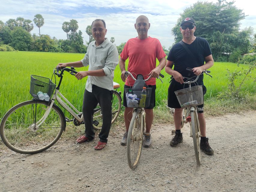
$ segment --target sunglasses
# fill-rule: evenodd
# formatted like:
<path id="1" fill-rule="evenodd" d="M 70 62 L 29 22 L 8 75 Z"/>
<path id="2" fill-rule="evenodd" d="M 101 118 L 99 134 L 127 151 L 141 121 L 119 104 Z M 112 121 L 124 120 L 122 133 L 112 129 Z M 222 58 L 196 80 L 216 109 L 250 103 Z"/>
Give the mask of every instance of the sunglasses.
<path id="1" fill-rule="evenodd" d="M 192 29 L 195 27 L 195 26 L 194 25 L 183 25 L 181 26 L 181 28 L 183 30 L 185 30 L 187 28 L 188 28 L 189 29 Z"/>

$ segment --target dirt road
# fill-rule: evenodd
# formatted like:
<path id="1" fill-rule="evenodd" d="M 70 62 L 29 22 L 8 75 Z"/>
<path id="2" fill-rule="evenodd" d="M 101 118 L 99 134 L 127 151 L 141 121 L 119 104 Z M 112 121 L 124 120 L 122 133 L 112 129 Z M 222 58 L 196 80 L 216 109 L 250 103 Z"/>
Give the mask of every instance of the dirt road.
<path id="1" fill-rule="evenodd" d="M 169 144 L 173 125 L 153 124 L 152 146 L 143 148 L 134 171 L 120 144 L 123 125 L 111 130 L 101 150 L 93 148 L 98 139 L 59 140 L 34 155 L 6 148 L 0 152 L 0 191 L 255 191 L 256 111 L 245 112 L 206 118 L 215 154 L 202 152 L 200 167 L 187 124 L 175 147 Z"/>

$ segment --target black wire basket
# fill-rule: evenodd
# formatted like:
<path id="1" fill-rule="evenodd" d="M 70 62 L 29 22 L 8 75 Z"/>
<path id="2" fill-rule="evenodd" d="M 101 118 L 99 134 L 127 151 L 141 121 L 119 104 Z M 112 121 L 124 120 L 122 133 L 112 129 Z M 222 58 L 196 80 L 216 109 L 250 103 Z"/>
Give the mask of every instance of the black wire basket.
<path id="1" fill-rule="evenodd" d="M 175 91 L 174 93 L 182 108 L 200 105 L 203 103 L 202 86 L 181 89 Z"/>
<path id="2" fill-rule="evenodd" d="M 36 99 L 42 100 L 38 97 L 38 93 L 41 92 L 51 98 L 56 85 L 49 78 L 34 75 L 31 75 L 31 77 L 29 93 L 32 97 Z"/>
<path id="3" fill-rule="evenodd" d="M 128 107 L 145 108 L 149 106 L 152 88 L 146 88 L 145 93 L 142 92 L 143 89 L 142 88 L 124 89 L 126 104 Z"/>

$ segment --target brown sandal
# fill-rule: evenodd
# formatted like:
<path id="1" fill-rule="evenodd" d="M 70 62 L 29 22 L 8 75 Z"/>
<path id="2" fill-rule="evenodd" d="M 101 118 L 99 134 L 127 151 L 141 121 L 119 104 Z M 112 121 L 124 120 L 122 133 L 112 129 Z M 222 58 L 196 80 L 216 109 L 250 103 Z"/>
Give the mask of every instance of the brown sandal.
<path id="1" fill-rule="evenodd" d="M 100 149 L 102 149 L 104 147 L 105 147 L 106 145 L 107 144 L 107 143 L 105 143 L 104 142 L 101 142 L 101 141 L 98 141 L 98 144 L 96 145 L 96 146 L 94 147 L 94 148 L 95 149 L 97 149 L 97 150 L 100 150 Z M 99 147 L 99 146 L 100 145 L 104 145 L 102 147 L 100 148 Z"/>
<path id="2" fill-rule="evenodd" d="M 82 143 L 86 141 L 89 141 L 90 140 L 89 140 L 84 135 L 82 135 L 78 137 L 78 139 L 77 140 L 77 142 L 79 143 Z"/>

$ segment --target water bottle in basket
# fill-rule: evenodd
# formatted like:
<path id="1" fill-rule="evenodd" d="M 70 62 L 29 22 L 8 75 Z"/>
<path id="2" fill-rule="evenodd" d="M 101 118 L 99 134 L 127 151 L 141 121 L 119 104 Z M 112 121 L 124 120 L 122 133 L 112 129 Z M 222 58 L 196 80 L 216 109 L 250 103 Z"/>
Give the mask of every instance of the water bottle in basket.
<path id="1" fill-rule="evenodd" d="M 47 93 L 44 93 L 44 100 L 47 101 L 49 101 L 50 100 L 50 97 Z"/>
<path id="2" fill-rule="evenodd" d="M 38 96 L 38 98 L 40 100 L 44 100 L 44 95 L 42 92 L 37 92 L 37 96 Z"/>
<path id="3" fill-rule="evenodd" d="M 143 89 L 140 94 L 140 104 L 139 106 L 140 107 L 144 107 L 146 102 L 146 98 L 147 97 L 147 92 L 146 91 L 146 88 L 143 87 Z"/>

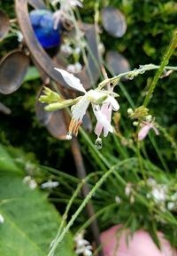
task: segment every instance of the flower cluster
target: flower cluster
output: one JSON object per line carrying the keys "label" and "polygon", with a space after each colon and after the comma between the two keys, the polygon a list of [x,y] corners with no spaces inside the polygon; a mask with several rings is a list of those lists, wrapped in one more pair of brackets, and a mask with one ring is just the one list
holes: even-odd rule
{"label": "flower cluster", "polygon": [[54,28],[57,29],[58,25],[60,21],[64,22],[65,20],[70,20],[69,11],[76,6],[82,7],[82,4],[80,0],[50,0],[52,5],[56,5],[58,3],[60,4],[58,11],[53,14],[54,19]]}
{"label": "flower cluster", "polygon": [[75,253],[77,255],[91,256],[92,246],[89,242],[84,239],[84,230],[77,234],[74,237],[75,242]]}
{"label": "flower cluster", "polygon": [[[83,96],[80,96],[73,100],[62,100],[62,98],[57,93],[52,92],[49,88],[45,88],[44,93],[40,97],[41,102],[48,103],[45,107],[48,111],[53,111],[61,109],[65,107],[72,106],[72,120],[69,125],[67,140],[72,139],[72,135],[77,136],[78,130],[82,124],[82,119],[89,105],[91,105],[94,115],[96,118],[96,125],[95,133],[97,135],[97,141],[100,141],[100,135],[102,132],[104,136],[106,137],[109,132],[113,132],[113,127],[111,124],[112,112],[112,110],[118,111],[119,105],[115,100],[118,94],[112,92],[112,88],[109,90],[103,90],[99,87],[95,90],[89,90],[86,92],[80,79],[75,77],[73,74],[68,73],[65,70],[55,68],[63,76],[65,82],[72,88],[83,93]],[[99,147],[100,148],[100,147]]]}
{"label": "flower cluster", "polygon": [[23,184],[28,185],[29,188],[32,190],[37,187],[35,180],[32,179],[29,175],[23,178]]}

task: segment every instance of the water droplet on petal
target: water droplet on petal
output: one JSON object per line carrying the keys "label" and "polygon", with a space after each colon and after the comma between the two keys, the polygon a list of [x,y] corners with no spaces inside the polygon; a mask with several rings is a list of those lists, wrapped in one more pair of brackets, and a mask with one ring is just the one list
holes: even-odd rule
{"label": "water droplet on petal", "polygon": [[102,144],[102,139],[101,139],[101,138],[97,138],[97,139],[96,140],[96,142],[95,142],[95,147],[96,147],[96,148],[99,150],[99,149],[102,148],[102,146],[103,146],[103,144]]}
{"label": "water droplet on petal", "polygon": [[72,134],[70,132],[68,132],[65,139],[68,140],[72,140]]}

☆ ☆ ☆

Format all the lines of the entries above as a Markdown table with the columns Row and Entry line, numbering each row and leaving out blank lines. Omit the pictures from the answer.

— Written solution —
| Row | Entry line |
|---|---|
| 1 | $ segment --target sunglasses |
| 2 | # fill-rule: evenodd |
| 3 | # formatted like: |
| 4 | <path id="1" fill-rule="evenodd" d="M 70 62 L 29 22 L 8 75 Z"/> |
| 5 | <path id="2" fill-rule="evenodd" d="M 101 118 L 99 134 L 127 151 L 141 121 L 119 104 Z M 112 121 L 124 120 L 122 133 L 112 129 Z M 222 58 L 196 80 L 216 109 L 250 103 Z"/> |
| 6 | Give the mask of every instance of the sunglasses. |
| 7 | <path id="1" fill-rule="evenodd" d="M 192 29 L 195 27 L 195 26 L 194 25 L 183 25 L 181 26 L 181 28 L 183 30 L 185 30 L 187 28 L 188 28 L 189 29 Z"/> |
| 8 | $ segment --target dirt road |
| 9 | # fill-rule: evenodd |
| 10 | # formatted like: |
| 11 | <path id="1" fill-rule="evenodd" d="M 70 62 L 29 22 L 8 75 Z"/> |
| 12 | <path id="2" fill-rule="evenodd" d="M 101 118 L 99 134 L 127 151 L 141 121 L 119 104 Z M 112 121 L 124 120 L 122 133 L 112 129 Z M 222 58 L 196 80 L 216 109 L 250 103 Z"/> |
| 13 | Give the mask of every instance of the dirt road. |
| 14 | <path id="1" fill-rule="evenodd" d="M 169 144 L 173 125 L 153 124 L 152 146 L 143 148 L 134 171 L 120 144 L 123 125 L 111 130 L 101 150 L 93 148 L 98 139 L 59 140 L 34 155 L 6 148 L 0 152 L 0 191 L 255 191 L 256 111 L 245 112 L 206 118 L 215 154 L 202 152 L 200 167 L 187 124 L 175 147 Z"/> |
| 15 | $ segment --target black wire basket |
| 16 | # fill-rule: evenodd |
| 17 | # formatted like: |
| 18 | <path id="1" fill-rule="evenodd" d="M 70 62 L 29 22 L 8 75 Z"/> |
| 19 | <path id="2" fill-rule="evenodd" d="M 101 118 L 99 134 L 127 151 L 141 121 L 119 104 Z M 112 121 L 124 120 L 122 133 L 112 129 Z M 222 58 L 196 80 L 216 109 L 250 103 Z"/> |
| 20 | Give the mask of every instance of the black wire basket. |
| 21 | <path id="1" fill-rule="evenodd" d="M 175 91 L 174 93 L 182 108 L 200 105 L 203 103 L 202 86 L 181 89 Z"/> |
| 22 | <path id="2" fill-rule="evenodd" d="M 36 99 L 42 100 L 38 97 L 38 93 L 41 92 L 51 98 L 56 85 L 49 78 L 34 75 L 31 75 L 31 77 L 29 93 L 32 97 Z"/> |
| 23 | <path id="3" fill-rule="evenodd" d="M 128 107 L 145 108 L 149 106 L 152 88 L 146 88 L 145 93 L 142 92 L 143 89 L 142 88 L 124 89 L 126 104 Z"/> |
| 24 | $ segment --target brown sandal |
| 25 | # fill-rule: evenodd |
| 26 | # formatted like: |
| 27 | <path id="1" fill-rule="evenodd" d="M 70 62 L 29 22 L 8 75 Z"/> |
| 28 | <path id="2" fill-rule="evenodd" d="M 101 118 L 99 134 L 127 151 L 141 121 L 119 104 Z M 112 121 L 124 120 L 122 133 L 112 129 Z M 222 58 L 196 80 L 216 109 L 250 103 Z"/> |
| 29 | Give the mask of every instance of the brown sandal. |
| 30 | <path id="1" fill-rule="evenodd" d="M 100 149 L 102 149 L 104 147 L 105 147 L 106 145 L 107 144 L 107 143 L 105 143 L 104 142 L 101 142 L 101 141 L 98 141 L 98 144 L 96 145 L 96 146 L 94 147 L 94 148 L 95 149 L 97 149 L 97 150 L 100 150 Z M 99 147 L 99 146 L 100 145 L 104 145 L 102 147 L 100 148 Z"/> |
| 31 | <path id="2" fill-rule="evenodd" d="M 82 143 L 86 141 L 89 141 L 90 140 L 89 140 L 84 135 L 82 135 L 78 137 L 78 139 L 77 140 L 77 142 L 79 143 Z"/> |
| 32 | $ segment --target water bottle in basket |
| 33 | # fill-rule: evenodd |
| 34 | # formatted like: |
| 35 | <path id="1" fill-rule="evenodd" d="M 70 62 L 29 22 L 8 75 Z"/> |
| 36 | <path id="2" fill-rule="evenodd" d="M 101 118 L 99 134 L 127 151 L 141 121 L 119 104 Z M 112 121 L 124 120 L 122 133 L 112 129 Z M 222 58 L 196 80 L 216 109 L 250 103 Z"/> |
| 37 | Give the mask of every instance of the water bottle in basket. |
| 38 | <path id="1" fill-rule="evenodd" d="M 47 93 L 44 93 L 44 100 L 47 101 L 49 101 L 50 100 L 50 97 Z"/> |
| 39 | <path id="2" fill-rule="evenodd" d="M 38 96 L 38 98 L 40 100 L 44 100 L 44 95 L 42 92 L 37 92 L 37 96 Z"/> |
| 40 | <path id="3" fill-rule="evenodd" d="M 143 89 L 140 94 L 140 104 L 139 106 L 140 107 L 144 107 L 146 102 L 146 98 L 147 97 L 147 92 L 146 91 L 146 88 L 143 87 Z"/> |
| 41 | task: segment every instance of the flower cluster |
| 42 | target: flower cluster |
| 43 | output: one JSON object per line carrying the keys "label" and "polygon", with a space after each colon and after the comma between the two keys, the polygon a list of [x,y] corners with no spaces inside the polygon; a mask with several rings is a list of those lists, wrapped in one more pair of brackets, and a mask with one ring is just the one list |
| 44 | holes: even-odd rule |
| 45 | {"label": "flower cluster", "polygon": [[54,28],[57,29],[58,25],[60,21],[64,22],[65,20],[70,20],[69,11],[76,6],[82,7],[82,4],[80,0],[50,0],[52,5],[56,5],[58,3],[60,4],[58,11],[53,14],[54,19]]} |
| 46 | {"label": "flower cluster", "polygon": [[75,253],[77,255],[91,256],[92,246],[89,242],[84,239],[84,230],[77,234],[74,237],[75,242]]} |
| 47 | {"label": "flower cluster", "polygon": [[[83,96],[80,96],[73,100],[62,100],[62,98],[57,93],[52,92],[49,88],[45,88],[44,93],[40,97],[41,102],[48,103],[45,107],[48,111],[53,111],[61,109],[65,107],[72,106],[72,120],[69,125],[67,140],[72,139],[72,135],[77,136],[78,130],[82,124],[82,119],[89,105],[91,105],[94,115],[96,118],[96,125],[95,133],[97,135],[97,141],[100,141],[100,135],[102,132],[104,136],[106,137],[109,132],[113,132],[113,127],[111,124],[112,112],[112,110],[118,111],[119,105],[115,100],[118,94],[112,92],[112,88],[109,90],[103,90],[99,87],[95,90],[89,90],[86,92],[80,79],[75,77],[73,74],[68,73],[65,70],[55,68],[63,76],[65,82],[72,88],[83,93]],[[99,147],[100,148],[100,147]]]} |
| 48 | {"label": "flower cluster", "polygon": [[23,184],[28,185],[29,188],[32,190],[37,187],[35,180],[32,179],[29,175],[23,178]]} |
| 49 | task: segment every instance of the water droplet on petal |
| 50 | target: water droplet on petal |
| 51 | output: one JSON object per line carrying the keys "label" and "polygon", with a space after each colon and after the comma between the two keys, the polygon a list of [x,y] corners with no spaces inside the polygon; a mask with several rings is a list of those lists, wrapped in one more pair of brackets, and a mask with one ring is just the one list |
| 52 | holes: even-odd rule |
| 53 | {"label": "water droplet on petal", "polygon": [[102,144],[102,139],[101,139],[101,138],[97,138],[97,139],[96,140],[96,142],[95,142],[95,147],[96,147],[96,148],[99,150],[99,149],[102,148],[102,146],[103,146],[103,144]]} |
| 54 | {"label": "water droplet on petal", "polygon": [[72,134],[70,132],[68,132],[65,139],[68,140],[72,140]]} |